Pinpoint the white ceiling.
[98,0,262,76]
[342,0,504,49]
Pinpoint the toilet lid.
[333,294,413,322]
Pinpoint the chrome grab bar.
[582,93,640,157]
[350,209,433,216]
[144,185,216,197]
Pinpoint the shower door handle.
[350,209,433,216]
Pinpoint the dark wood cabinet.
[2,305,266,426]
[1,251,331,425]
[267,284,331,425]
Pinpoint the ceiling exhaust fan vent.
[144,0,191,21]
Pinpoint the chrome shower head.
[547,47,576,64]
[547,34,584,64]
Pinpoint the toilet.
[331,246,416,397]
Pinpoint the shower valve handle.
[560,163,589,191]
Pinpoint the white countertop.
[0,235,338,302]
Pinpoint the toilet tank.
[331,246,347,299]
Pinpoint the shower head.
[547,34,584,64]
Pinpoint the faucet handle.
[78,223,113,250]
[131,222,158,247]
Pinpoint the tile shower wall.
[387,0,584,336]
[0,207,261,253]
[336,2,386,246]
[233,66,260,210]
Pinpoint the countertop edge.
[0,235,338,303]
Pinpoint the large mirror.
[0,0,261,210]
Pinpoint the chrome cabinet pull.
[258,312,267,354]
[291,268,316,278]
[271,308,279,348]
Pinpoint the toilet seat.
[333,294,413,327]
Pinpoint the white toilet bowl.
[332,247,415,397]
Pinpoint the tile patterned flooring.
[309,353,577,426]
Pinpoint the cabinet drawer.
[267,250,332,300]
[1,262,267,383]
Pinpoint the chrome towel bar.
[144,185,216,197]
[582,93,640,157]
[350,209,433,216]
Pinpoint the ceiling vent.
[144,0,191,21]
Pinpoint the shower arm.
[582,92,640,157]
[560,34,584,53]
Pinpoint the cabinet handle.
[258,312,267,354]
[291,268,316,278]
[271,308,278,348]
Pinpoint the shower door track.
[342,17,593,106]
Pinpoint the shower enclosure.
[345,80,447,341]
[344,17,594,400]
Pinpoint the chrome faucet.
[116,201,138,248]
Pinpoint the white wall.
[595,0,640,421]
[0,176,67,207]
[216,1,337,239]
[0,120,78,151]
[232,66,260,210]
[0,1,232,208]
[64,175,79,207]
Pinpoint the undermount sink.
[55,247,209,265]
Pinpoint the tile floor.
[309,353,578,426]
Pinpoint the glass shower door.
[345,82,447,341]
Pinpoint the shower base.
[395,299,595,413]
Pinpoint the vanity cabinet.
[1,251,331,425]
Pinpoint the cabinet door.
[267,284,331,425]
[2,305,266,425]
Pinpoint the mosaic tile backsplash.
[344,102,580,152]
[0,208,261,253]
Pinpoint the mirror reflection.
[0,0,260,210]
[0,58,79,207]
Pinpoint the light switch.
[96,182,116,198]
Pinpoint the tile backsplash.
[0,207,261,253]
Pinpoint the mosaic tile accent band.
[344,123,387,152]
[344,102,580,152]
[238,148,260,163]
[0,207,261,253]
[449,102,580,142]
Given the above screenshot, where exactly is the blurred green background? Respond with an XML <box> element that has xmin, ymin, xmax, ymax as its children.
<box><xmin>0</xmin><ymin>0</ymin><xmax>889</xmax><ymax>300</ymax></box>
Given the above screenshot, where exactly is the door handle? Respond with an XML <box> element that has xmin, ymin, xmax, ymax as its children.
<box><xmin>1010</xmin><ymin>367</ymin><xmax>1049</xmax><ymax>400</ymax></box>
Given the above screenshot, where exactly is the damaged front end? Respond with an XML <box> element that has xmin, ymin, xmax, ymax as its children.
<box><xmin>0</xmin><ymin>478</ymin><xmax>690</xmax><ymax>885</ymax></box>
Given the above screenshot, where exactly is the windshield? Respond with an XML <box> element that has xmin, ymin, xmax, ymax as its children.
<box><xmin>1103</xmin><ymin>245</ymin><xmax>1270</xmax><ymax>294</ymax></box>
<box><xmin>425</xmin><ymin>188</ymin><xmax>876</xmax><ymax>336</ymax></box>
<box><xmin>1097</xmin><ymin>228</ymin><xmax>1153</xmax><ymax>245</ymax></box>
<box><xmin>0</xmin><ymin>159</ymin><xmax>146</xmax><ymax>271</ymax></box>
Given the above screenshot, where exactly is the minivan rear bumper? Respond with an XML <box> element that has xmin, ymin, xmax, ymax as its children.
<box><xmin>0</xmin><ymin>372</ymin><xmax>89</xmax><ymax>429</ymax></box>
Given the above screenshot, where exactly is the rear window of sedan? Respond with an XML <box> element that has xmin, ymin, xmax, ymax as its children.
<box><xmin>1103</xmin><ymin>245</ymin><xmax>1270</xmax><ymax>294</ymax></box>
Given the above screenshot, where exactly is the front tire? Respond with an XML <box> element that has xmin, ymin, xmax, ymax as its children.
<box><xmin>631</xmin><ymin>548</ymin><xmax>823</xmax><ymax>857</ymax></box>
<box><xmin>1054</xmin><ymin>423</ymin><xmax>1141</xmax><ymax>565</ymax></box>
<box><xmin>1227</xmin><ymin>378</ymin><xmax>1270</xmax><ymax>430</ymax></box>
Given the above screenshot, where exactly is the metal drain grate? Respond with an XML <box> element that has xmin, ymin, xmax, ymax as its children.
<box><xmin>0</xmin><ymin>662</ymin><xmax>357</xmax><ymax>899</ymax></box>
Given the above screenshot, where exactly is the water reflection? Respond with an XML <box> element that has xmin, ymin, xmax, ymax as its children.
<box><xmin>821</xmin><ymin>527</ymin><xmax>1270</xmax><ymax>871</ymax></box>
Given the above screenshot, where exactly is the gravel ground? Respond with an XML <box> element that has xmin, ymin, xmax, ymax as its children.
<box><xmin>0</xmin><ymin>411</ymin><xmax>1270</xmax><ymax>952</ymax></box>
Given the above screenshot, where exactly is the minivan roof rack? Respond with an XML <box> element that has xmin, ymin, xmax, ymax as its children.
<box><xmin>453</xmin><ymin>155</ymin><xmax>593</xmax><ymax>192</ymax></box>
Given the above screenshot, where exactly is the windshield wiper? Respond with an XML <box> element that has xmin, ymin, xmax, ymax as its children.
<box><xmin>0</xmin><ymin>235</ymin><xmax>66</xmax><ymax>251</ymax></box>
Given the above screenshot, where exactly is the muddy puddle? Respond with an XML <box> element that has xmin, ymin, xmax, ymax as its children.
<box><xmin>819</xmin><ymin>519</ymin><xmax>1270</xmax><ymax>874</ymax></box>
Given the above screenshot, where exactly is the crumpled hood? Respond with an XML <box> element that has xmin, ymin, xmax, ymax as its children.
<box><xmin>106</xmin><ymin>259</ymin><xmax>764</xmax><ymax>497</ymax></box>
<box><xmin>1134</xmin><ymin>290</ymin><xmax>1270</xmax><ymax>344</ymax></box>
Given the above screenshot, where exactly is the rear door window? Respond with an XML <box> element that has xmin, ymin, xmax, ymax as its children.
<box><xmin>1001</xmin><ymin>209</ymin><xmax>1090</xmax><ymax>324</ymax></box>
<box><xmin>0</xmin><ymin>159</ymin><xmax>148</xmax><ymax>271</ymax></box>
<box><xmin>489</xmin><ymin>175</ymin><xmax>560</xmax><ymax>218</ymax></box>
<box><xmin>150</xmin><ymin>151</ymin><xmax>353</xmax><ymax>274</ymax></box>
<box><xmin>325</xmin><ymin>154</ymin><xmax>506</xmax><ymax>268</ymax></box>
■ ■ ■ ■
## JOB
Copy all of the material above word for word.

## FULL RESPONSE
Pinpoint the white ceiling.
[98,0,262,76]
[342,0,504,49]
Pinpoint the toilet lid.
[333,294,413,322]
Pinpoint the chrome grab bar.
[582,93,640,157]
[350,209,433,216]
[144,185,216,197]
Pinpoint the shower door handle.
[350,209,433,216]
Pinpoint the dark wood cabinet.
[2,305,266,426]
[1,251,331,425]
[267,284,331,425]
Pinpoint the ceiling exhaust fan vent.
[144,0,191,21]
Pinpoint the chrome shower head.
[547,47,576,64]
[547,34,584,64]
Pinpoint the toilet.
[331,246,416,397]
Pinpoint the shower valve handle.
[560,163,589,191]
Pinpoint the white countertop.
[0,235,338,302]
Pinpoint the toilet tank.
[331,246,347,299]
Pinpoint the shower head.
[547,34,584,64]
Pinpoint the faucet handle.
[78,223,113,250]
[131,222,158,247]
Pinpoint the tile shower wall.
[387,0,584,336]
[0,207,261,253]
[336,2,386,246]
[233,66,260,210]
Pinpoint the countertop edge.
[0,235,338,303]
Pinpoint the large mirror.
[0,0,261,210]
Pinpoint the chrome cabinet pull.
[258,312,267,354]
[291,268,316,278]
[271,308,279,348]
Pinpoint the toilet seat.
[333,294,413,327]
Pinpoint the white toilet bowl.
[332,247,415,397]
Pinpoint the tile patterned flooring.
[309,353,577,426]
Pinpoint the cabinet drawer.
[267,250,332,300]
[1,262,267,383]
Pinpoint the chrome towel bar.
[144,185,216,197]
[582,93,640,157]
[350,209,433,216]
Pinpoint the ceiling vent.
[144,0,191,21]
Pinpoint the shower arm.
[582,92,640,157]
[560,34,584,53]
Pinpoint the cabinet handle.
[258,312,267,354]
[291,268,316,278]
[271,308,278,348]
Pinpoint the shower door track.
[342,17,593,106]
Pinpoint the shower enclosure.
[345,80,447,341]
[344,17,594,400]
Pinpoint the chrome faucet.
[116,201,138,248]
Pinpoint the white wall.
[595,0,640,421]
[0,176,67,207]
[216,1,337,239]
[0,120,78,151]
[232,66,260,210]
[0,1,232,208]
[64,175,79,207]
Pinpoint the undermount sink.
[55,247,209,265]
Pinpoint the tile floor.
[309,353,578,426]
Pinpoint the glass shower door.
[345,82,447,341]
Pinpoint the shower base.
[395,299,595,413]
Pinpoint the vanity cabinet.
[1,251,331,425]
Pinpoint the cabinet door.
[267,284,331,425]
[2,305,266,425]
Pinpoint the mosaic tile backsplash.
[344,102,580,152]
[0,208,261,253]
Pinpoint the mirror reflection.
[0,0,260,210]
[0,58,79,207]
Pinpoint the light switch.
[96,182,116,198]
Pinpoint the tile backsplash.
[0,207,261,253]
Pinpoint the mosaic tile accent band.
[344,123,387,152]
[344,102,580,152]
[238,148,260,163]
[0,207,261,253]
[449,102,580,142]
Given the above screenshot, where exactly is the blurred green background? Respond with an XML <box> element that has xmin, ymin, xmax, ymax as its children.
<box><xmin>0</xmin><ymin>0</ymin><xmax>889</xmax><ymax>300</ymax></box>
Given the above screenshot, where exactly is the door handle? Respond with an XML <box> element that has xmin, ymin, xmax, ymax as its children.
<box><xmin>1010</xmin><ymin>367</ymin><xmax>1049</xmax><ymax>400</ymax></box>
Given the above screenshot, where exactly is the damaged front end? Respond with an XML <box> element that has xmin, ymin, xmax, ymax as its children.
<box><xmin>0</xmin><ymin>478</ymin><xmax>690</xmax><ymax>885</ymax></box>
Given the above screenshot, where exactly is the windshield? Respond with an XML <box> element that has xmin, ymin, xmax, ymax as its children.
<box><xmin>1103</xmin><ymin>245</ymin><xmax>1270</xmax><ymax>294</ymax></box>
<box><xmin>425</xmin><ymin>188</ymin><xmax>876</xmax><ymax>336</ymax></box>
<box><xmin>1097</xmin><ymin>228</ymin><xmax>1153</xmax><ymax>245</ymax></box>
<box><xmin>0</xmin><ymin>159</ymin><xmax>146</xmax><ymax>271</ymax></box>
Given the above screenshot, where exactly is the minivan rear bumper? Respond with an XML <box> element that has xmin, ymin, xmax, ymax as its children.
<box><xmin>0</xmin><ymin>372</ymin><xmax>89</xmax><ymax>429</ymax></box>
Given the above screenshot, where exactly is the rear window of sedan? Respond with an XML <box> element that has xmin, ymin, xmax, ymax as its children.
<box><xmin>1103</xmin><ymin>245</ymin><xmax>1270</xmax><ymax>294</ymax></box>
Given the above screenshot, where exactly is the front tire? Respond with an XML <box> element that has xmin, ymin, xmax, ymax as its children.
<box><xmin>631</xmin><ymin>548</ymin><xmax>823</xmax><ymax>857</ymax></box>
<box><xmin>1054</xmin><ymin>423</ymin><xmax>1141</xmax><ymax>565</ymax></box>
<box><xmin>1227</xmin><ymin>378</ymin><xmax>1270</xmax><ymax>430</ymax></box>
Given the above screenshot, where exactly is the metal drain grate? Respond with an XML <box> element that has xmin, ymin, xmax, ymax as its children.
<box><xmin>0</xmin><ymin>662</ymin><xmax>357</xmax><ymax>899</ymax></box>
Given the above screenshot, where exactly is the water reflection? Respond with an XML <box> element that has xmin, ymin, xmax, ymax as its children.
<box><xmin>821</xmin><ymin>527</ymin><xmax>1270</xmax><ymax>871</ymax></box>
Given the above screenshot, where exactly is the gravel ground? Respond with an XML <box> element that has xmin, ymin, xmax, ymax as its children.
<box><xmin>0</xmin><ymin>411</ymin><xmax>1270</xmax><ymax>952</ymax></box>
Given the above screenshot, where exactly is the minivan roof rack? Respond with an XML <box> element that has xmin, ymin, xmax, ymax as its children.
<box><xmin>453</xmin><ymin>155</ymin><xmax>593</xmax><ymax>192</ymax></box>
Given the above screenshot, where exactly is the windshield wiper? Respond with an XML <box> element that has xmin, ymin, xmax, ymax as its children.
<box><xmin>0</xmin><ymin>235</ymin><xmax>66</xmax><ymax>251</ymax></box>
Given the above screenshot, where exactly is the muddy puddle? Respond with an XML <box> element that has xmin, ymin, xmax, ymax as its children.
<box><xmin>819</xmin><ymin>519</ymin><xmax>1270</xmax><ymax>874</ymax></box>
Given the above screenshot, where exactly is the crumpled hood? Respond with an XML <box> element that has xmin, ymin, xmax, ymax as its children.
<box><xmin>106</xmin><ymin>259</ymin><xmax>764</xmax><ymax>497</ymax></box>
<box><xmin>1134</xmin><ymin>290</ymin><xmax>1270</xmax><ymax>344</ymax></box>
Given the above screenshot, where exactly is the rear door window? Respond with an XML <box> element that has xmin, ymin, xmax, ymax as its children.
<box><xmin>1001</xmin><ymin>209</ymin><xmax>1090</xmax><ymax>324</ymax></box>
<box><xmin>0</xmin><ymin>159</ymin><xmax>148</xmax><ymax>271</ymax></box>
<box><xmin>489</xmin><ymin>175</ymin><xmax>560</xmax><ymax>218</ymax></box>
<box><xmin>150</xmin><ymin>151</ymin><xmax>353</xmax><ymax>274</ymax></box>
<box><xmin>325</xmin><ymin>154</ymin><xmax>506</xmax><ymax>268</ymax></box>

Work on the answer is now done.